(DOCUMENT EXCERPT)

How long can an older person live independently?
Research from Macquarie University validates the link between in-home care and extending a person’s ability to remain in their home for longer. For every hour of additional service received each week, there is a 6% lower risk of going into permanent residential care.
While it seems obvious that the provision of in-home care will enable people to live at home for longer, there has been little research to prove this outcome and, perhaps more importantly, what type of help will have the greatest impact.
In a recent study, researchers from Australia’s Macquarie University Centre examined the association between in-home care services and entry into a permanent residential aged care facility.
What does the research show?
The results, published in The Journal of Post-Acute and Long-Term Care Medicine (JAMDA), found that:
- Every hour of home care service received per week correlated with a 6% lower risk of entry into residential care.
- The more hours of care services a person received, the lower the risk of residential care entry.
- Those receiving more than 3.5 hours of care a week remained in their own home twice as long as those receiving less than 3.0 hours per week.
Importantly, the study also found that people who used a higher level of social support services (e.g. one-on-one companionship visits at home, assistance to attend community-based social events) in combination with domestic assistance and transport services stayed in their homes for longer.
Maintaining independence in old age
There’s no denying that most people would rather grow older living as independently as possible in their own home. It’s where they can stay connected to their friends and family, and maintain a sense of control over their living situation.
“Older people almost universally say that they want to stay in their own homes, where it’s comfortable and familiar,” says Yvonne Wells, La Trobe University Professor of Aged Care Research. “Even quite small amounts of assistance can help people delay their entry to residential care.”
Signs it may be time to get some help in the home
The signs of needing help won’t necessarily be glaringly obvious, which is why people may not even realise it for themselves. If you have an older friend or family member living on their own, here are a few things you can keep an eye out for:
- Is the home looking dusty, dirty and cobwebby?
- Is the garden not looking as well kept as it used to be?
- Is there food in the fridge that is well past its expiry date?
- Are they struggling to hear you, even in a fairly quiet place?
- Have they missed a regular appointment recently, but can’t remember why?
Starting a conversation about in-home care
Recognising that a form of home care may be required is a stressful moment. If you’re feeling anxious about starting a conversation with someone you love about the need for in-home care, here are some questions you can ask them:
- When you think about the next few years of your life, do you picture yourself living at home?
- Have you looked at the different options and services for home care, and is there one that you think really suits you?
- It seems like there are some things around the house that are getting a bit hard to juggle. Would you feel better if you had a regular helper?
Home care services
Whether through government-funded or private in-home care services, below are examples of some of the services and support people regularly use.
- Personal care for showering and getting dressed
- Transportation for appointments and shopping
- Grocery shopping and meal preparation
- Garden and outdoor maintenance
- Home handyman services for house maintenance
- Nursing services for on-going or temporary health-related needs
What to remember: The Macquarie University research shows that some of the simplest forms of home care can ensure people live long, happy and healthy lives in their homes and communities. It’s best to start planning, discussing and researching options for care sooner rather than later.

(End DOCUMENT EXCERPT)
(DATASET RECORDS)

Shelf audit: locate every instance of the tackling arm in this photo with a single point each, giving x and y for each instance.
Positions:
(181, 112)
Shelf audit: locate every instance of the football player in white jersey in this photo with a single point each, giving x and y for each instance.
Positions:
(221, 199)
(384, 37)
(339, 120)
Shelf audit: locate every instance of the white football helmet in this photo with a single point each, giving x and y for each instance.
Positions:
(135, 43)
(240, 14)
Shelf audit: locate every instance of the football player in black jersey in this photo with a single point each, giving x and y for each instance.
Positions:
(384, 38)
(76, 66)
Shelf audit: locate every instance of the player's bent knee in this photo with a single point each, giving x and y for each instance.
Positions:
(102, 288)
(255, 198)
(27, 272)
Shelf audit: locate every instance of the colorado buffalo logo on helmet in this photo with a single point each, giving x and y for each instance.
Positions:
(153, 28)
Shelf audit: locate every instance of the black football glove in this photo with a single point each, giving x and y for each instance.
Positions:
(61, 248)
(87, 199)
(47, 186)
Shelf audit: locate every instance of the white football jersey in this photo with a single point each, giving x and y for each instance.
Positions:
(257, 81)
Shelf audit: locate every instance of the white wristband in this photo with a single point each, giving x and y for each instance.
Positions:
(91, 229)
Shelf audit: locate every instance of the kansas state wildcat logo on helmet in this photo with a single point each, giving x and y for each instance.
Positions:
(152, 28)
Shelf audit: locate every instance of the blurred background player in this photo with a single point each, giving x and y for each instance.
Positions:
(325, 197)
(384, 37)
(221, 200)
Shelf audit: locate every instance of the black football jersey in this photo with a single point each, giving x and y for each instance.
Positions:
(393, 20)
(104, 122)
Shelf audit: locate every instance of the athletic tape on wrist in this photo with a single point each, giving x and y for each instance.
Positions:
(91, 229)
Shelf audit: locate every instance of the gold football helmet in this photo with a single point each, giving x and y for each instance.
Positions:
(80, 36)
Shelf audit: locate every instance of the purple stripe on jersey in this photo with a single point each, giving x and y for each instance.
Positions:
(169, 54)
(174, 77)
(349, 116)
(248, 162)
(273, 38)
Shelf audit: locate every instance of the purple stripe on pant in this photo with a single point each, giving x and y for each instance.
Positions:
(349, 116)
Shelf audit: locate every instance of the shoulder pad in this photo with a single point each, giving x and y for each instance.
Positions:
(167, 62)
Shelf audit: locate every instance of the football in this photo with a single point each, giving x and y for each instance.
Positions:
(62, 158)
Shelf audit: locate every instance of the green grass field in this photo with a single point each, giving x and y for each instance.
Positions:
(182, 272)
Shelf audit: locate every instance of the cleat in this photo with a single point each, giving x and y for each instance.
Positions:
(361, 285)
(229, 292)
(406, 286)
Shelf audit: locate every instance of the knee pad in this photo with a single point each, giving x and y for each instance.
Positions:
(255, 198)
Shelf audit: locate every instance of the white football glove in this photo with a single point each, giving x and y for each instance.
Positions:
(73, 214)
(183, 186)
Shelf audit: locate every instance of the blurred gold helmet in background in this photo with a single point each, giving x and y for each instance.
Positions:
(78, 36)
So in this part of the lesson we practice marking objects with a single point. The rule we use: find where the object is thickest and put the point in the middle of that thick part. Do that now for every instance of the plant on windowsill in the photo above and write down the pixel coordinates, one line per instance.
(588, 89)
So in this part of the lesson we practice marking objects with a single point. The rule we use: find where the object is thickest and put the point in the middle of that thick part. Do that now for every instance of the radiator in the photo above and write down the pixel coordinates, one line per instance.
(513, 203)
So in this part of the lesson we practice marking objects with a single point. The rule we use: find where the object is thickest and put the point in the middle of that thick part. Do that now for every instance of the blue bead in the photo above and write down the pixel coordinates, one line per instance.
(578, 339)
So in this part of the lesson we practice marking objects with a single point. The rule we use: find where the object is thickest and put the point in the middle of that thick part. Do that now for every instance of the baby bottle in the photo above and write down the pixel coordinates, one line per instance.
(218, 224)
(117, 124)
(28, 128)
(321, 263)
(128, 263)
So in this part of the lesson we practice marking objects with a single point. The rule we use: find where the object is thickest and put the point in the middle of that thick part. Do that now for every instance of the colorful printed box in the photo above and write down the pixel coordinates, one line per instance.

(End DATASET RECORDS)

According to the in-home care article, by how much is the risk of entering permanent residential care lowered for each additional hour of service received per week?

## EXERCISE OUTPUT
It is lowered by 6%.